WHAT IS REQUIRED
Return verbatim the run of lines that opens with the line holding "TARGET = fence" and closes with the last line of the records.

INPUT FOR THIS TASK
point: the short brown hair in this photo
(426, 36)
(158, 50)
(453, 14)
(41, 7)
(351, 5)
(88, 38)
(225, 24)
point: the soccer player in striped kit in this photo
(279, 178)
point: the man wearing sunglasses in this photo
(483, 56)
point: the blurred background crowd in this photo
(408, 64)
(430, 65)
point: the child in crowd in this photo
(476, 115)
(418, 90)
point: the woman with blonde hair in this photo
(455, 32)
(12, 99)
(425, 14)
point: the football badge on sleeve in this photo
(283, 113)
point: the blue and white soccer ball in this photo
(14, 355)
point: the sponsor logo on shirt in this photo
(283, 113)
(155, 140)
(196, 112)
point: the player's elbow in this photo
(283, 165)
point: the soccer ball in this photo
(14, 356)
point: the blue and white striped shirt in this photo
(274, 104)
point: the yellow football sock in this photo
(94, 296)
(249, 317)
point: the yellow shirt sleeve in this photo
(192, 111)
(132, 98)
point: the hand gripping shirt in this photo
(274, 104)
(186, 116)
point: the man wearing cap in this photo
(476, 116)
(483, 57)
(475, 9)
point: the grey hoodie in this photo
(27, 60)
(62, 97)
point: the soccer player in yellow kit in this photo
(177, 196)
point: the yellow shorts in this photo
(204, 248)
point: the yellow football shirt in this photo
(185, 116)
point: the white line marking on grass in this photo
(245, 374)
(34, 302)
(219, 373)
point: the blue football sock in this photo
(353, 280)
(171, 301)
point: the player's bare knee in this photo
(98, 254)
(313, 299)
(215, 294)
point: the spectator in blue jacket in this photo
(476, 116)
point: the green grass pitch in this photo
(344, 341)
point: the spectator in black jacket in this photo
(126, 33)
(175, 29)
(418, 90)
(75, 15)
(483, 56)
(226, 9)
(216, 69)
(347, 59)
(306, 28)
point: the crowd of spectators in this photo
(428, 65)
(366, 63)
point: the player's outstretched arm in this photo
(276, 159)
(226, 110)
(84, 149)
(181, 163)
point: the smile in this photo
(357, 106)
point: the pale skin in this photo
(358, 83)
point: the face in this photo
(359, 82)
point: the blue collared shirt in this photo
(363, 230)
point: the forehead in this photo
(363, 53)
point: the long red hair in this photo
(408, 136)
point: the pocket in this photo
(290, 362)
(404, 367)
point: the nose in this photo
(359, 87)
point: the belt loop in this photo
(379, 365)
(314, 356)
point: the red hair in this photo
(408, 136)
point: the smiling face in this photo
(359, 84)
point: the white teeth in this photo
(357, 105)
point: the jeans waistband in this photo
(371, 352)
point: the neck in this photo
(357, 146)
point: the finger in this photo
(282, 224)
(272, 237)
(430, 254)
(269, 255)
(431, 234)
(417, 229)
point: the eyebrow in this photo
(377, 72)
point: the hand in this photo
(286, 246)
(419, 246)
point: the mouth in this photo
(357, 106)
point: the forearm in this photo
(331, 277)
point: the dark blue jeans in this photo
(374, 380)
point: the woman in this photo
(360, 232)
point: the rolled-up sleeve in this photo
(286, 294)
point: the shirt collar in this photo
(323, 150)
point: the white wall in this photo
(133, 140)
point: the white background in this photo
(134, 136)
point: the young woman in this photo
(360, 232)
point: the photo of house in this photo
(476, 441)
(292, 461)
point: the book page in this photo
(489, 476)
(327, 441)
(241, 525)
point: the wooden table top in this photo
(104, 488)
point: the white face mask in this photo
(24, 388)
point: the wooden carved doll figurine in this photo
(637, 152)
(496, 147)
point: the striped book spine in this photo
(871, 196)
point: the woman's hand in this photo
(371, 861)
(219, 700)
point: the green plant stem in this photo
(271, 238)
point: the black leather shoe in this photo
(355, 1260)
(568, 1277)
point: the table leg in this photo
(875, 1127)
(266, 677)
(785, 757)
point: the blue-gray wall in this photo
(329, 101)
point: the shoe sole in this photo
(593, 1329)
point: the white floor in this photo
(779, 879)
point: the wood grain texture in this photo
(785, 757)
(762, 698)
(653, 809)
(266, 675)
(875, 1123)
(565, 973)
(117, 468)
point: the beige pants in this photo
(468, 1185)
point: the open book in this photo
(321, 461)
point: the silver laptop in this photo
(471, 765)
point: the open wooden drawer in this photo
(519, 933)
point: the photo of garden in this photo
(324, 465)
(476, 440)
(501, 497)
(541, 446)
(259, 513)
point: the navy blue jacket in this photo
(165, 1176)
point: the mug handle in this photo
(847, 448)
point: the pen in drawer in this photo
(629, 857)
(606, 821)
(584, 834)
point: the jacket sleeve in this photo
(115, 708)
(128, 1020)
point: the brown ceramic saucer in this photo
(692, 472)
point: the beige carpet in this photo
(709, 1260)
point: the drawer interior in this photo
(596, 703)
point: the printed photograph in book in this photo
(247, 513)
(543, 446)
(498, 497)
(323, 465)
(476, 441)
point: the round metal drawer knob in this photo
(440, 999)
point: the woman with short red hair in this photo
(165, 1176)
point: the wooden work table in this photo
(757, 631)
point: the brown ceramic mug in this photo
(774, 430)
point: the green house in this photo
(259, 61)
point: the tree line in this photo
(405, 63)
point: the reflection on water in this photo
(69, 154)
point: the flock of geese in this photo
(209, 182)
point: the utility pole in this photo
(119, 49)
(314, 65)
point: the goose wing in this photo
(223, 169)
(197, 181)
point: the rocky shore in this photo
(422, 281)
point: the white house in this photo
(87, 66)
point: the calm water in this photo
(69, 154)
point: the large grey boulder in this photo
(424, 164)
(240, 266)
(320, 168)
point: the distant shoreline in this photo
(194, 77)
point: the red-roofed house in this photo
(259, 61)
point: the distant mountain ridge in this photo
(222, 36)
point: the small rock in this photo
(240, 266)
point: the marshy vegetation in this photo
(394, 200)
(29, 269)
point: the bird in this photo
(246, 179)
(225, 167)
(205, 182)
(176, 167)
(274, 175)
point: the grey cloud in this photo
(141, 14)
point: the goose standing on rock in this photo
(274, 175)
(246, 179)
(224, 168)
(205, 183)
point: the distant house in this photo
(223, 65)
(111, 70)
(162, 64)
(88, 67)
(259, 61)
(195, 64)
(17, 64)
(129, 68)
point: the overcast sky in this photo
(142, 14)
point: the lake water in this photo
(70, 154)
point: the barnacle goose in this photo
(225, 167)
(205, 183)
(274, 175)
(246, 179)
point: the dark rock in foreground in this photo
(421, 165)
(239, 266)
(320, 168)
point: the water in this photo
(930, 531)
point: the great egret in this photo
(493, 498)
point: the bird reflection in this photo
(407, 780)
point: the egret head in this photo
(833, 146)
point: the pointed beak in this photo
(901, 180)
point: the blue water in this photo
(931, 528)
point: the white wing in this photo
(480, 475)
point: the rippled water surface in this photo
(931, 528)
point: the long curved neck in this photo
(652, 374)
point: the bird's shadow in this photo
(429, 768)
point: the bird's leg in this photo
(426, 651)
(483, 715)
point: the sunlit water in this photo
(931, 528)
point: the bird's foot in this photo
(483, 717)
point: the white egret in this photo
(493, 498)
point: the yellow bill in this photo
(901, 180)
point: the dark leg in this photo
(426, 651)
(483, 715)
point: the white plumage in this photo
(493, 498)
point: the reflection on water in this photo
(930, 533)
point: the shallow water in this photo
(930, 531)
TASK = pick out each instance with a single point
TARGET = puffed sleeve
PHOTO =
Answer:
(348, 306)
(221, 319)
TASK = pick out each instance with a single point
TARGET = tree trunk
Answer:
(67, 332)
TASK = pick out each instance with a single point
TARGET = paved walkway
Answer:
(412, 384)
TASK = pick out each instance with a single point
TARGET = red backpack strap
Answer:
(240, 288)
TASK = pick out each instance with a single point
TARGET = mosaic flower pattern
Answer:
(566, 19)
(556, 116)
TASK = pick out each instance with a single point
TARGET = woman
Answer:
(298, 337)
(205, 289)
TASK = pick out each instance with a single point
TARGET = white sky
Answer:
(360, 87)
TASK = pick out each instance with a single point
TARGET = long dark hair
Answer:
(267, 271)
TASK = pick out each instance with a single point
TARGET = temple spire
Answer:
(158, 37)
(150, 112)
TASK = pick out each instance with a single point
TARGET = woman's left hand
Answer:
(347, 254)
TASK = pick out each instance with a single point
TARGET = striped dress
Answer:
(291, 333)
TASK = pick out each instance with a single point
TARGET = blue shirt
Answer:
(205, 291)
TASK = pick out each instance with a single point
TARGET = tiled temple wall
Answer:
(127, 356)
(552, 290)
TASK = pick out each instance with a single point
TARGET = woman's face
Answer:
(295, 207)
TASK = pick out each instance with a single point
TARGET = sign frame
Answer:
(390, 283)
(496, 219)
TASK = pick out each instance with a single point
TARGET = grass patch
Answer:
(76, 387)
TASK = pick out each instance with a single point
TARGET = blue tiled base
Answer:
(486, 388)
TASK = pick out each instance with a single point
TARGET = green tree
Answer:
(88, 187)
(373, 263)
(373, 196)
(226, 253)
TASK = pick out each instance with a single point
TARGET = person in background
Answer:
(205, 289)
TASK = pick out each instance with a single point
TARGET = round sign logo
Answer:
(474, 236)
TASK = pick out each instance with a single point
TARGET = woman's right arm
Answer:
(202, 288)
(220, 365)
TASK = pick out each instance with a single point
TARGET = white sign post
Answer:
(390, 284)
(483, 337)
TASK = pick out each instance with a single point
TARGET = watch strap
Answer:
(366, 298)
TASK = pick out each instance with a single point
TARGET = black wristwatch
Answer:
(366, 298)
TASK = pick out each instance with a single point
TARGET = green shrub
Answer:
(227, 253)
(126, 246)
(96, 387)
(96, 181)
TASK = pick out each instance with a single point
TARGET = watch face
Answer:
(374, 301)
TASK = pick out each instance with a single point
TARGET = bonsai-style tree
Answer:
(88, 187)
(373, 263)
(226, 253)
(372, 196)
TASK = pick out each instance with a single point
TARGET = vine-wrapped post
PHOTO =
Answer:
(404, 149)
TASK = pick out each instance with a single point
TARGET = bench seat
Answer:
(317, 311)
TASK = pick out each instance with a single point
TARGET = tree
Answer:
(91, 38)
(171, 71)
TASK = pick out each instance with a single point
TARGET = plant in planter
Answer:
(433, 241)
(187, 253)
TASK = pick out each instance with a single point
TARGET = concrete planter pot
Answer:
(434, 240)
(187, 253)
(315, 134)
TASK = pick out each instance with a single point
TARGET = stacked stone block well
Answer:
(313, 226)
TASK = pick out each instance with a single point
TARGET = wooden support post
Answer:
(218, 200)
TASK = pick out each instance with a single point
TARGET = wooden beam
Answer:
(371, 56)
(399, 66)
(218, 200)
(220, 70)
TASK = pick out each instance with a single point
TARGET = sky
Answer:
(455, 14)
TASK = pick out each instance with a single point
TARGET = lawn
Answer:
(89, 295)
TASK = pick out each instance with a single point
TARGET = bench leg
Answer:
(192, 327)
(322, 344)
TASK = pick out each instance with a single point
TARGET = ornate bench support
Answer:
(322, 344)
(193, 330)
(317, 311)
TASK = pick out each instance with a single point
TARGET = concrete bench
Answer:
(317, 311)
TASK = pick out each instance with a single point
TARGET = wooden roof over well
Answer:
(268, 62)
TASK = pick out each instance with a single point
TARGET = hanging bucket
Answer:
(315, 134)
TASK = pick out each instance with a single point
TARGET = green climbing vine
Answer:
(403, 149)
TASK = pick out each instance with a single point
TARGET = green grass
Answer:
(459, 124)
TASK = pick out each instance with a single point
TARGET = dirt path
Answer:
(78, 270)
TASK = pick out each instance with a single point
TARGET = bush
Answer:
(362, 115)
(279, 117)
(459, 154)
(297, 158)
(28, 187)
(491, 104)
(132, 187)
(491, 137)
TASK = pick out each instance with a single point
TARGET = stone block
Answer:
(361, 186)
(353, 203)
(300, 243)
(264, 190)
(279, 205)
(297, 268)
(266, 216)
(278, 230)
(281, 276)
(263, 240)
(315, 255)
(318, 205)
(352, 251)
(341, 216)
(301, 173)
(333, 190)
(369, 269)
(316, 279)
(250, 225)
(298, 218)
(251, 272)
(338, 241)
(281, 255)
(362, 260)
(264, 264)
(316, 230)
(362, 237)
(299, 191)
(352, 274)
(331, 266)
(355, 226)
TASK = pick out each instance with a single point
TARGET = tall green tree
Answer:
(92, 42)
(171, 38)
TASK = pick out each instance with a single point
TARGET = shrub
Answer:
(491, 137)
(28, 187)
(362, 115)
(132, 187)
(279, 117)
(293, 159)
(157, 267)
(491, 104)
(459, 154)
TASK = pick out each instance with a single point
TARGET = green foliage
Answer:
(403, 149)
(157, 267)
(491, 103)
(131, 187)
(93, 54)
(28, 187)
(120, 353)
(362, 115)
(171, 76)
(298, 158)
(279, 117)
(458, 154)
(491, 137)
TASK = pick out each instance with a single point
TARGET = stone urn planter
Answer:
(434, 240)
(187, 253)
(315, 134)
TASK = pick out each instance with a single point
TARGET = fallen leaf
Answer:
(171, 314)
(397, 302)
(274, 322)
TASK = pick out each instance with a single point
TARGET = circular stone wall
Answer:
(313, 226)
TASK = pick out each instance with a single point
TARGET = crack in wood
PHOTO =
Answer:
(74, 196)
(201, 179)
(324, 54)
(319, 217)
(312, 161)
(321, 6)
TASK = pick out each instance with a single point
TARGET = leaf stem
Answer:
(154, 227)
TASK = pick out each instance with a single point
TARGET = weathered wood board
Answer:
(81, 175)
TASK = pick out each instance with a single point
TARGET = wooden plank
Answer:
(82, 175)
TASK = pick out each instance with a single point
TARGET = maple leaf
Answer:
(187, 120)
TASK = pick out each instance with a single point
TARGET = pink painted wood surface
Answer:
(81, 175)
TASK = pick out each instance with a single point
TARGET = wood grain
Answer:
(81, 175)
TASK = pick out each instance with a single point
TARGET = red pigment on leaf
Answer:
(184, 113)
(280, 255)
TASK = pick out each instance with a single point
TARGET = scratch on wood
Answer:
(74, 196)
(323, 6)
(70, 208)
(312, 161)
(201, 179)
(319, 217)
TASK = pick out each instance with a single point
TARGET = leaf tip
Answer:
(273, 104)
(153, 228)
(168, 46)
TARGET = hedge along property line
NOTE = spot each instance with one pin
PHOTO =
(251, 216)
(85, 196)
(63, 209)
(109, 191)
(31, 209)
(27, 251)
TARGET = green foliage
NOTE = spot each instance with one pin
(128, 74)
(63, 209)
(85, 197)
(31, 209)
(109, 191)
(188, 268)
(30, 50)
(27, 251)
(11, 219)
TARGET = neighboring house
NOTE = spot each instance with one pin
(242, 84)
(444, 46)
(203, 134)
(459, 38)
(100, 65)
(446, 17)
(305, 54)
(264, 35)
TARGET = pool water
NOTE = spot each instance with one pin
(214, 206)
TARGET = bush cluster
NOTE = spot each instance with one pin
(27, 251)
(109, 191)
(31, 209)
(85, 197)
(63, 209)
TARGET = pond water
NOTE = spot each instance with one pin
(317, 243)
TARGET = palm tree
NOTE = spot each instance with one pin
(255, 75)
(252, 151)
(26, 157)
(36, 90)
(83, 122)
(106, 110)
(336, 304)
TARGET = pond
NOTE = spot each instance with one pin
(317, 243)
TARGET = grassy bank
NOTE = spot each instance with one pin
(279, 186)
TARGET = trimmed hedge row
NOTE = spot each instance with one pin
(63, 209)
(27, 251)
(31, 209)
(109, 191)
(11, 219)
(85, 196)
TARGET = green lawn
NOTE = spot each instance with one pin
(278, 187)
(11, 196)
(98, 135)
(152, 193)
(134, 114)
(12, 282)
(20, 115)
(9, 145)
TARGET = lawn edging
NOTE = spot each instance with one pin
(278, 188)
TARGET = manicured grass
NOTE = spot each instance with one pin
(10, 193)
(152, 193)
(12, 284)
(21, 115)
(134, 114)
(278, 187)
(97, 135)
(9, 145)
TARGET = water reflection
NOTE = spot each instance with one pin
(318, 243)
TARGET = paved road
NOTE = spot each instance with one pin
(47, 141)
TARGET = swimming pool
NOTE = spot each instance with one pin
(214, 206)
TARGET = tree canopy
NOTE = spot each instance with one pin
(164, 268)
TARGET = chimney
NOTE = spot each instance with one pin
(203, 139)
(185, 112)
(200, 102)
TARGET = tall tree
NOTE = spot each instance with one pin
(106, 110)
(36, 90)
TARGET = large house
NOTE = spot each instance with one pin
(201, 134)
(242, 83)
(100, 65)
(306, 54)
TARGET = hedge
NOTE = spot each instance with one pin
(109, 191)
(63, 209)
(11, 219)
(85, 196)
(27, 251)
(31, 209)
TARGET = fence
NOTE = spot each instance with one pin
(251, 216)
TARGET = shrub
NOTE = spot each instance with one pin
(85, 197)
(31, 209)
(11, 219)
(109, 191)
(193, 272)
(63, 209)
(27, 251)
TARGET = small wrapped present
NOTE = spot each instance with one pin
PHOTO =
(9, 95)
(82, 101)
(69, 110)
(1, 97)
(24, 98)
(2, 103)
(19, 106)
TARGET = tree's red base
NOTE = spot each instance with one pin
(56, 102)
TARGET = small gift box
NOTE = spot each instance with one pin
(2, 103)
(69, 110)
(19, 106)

SOLVED EXERCISE
TARGET = fence
NOTE = spot each instance with one pin
(251, 216)
TARGET = shrub
NOTE = spot each instance with one pin
(85, 197)
(31, 209)
(11, 219)
(109, 191)
(193, 272)
(63, 209)
(27, 251)
TARGET = small wrapped present
NOTE = spot each instance with one pin
PHOTO =
(9, 95)
(82, 101)
(69, 110)
(1, 97)
(24, 98)
(2, 103)
(19, 106)
TARGET = tree's red base
NOTE = spot each instance with one pin
(56, 102)
TARGET = small gift box
NOTE = spot each instance with one pin
(2, 103)
(69, 110)
(19, 106)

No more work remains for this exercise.